### What to work on
Extract every line from the entries below that contains the word "flour", copying each line in full. Case counts.

## Start Extracted material

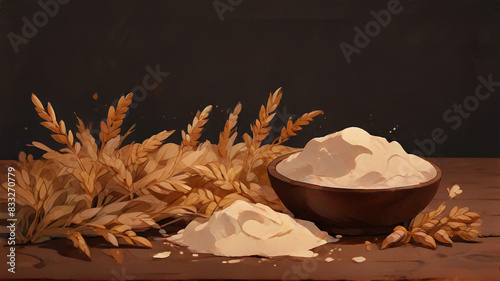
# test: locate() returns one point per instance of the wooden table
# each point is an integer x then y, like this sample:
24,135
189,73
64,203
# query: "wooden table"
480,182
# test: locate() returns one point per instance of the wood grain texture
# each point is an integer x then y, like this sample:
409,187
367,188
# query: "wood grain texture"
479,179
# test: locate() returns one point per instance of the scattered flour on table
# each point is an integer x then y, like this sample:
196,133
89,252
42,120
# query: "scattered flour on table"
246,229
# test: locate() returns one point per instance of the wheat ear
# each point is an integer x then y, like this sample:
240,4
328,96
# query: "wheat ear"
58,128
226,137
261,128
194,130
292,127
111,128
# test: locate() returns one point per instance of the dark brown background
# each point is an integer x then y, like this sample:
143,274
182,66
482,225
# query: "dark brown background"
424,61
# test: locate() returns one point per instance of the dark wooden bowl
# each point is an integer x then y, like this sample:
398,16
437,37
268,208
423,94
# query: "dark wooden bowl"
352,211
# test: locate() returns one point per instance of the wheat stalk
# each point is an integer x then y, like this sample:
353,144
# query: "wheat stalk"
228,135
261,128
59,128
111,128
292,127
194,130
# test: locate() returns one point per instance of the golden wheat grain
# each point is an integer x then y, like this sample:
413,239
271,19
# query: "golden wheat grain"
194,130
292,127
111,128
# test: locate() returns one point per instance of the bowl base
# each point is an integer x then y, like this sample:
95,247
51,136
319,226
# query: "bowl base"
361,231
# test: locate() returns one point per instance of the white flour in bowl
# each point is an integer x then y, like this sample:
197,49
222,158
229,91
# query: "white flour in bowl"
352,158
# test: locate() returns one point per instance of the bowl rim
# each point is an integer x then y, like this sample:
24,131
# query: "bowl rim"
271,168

## End Extracted material
## Start Extracted material

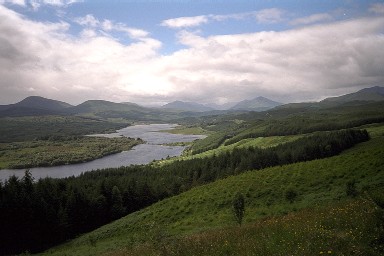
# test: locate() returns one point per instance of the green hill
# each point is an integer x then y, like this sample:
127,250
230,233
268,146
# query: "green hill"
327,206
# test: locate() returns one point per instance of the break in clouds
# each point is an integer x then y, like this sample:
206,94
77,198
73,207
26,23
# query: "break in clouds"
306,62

## End Extracted material
## Start Extracted material

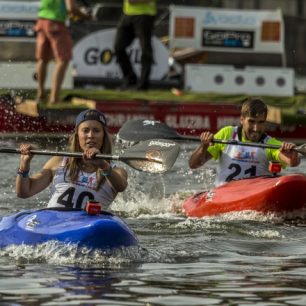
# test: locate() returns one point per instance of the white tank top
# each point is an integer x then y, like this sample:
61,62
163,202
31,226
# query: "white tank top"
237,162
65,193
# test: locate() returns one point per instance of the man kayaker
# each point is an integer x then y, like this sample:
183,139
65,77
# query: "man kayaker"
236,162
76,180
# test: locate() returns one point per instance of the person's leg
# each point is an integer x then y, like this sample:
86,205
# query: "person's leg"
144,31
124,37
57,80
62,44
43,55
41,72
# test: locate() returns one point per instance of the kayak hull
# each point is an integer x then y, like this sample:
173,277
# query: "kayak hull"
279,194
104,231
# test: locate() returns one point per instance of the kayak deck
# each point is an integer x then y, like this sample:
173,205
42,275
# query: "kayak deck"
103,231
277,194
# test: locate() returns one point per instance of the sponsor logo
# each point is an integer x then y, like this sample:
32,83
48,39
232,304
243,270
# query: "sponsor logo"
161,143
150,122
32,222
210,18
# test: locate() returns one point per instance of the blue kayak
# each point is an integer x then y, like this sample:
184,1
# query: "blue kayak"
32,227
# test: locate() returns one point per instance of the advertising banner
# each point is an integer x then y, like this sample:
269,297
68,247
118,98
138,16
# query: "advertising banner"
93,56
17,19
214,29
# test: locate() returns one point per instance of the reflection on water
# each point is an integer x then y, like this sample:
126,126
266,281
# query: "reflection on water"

## End Extracted material

### Result of this task
# test: locate() returns one point per instance of the scattered flour on table
# query: "scattered flour on table"
# test: locate() returns one point per instance of the white flour in bowl
# query: "white flour in bowl"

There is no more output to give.